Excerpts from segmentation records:
===
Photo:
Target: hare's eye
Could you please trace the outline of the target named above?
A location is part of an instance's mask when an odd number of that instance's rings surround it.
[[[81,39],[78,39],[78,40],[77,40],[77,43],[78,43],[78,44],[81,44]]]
===
> **Written exercise**
Copy the records above exactly.

> **Output for this task**
Photo:
Target: hare's eye
Could you please trace the outline of the target named above?
A location is part of an instance's mask when an odd number of that instance's rings surround it.
[[[81,39],[78,39],[78,40],[77,40],[77,43],[78,43],[78,44],[81,44]]]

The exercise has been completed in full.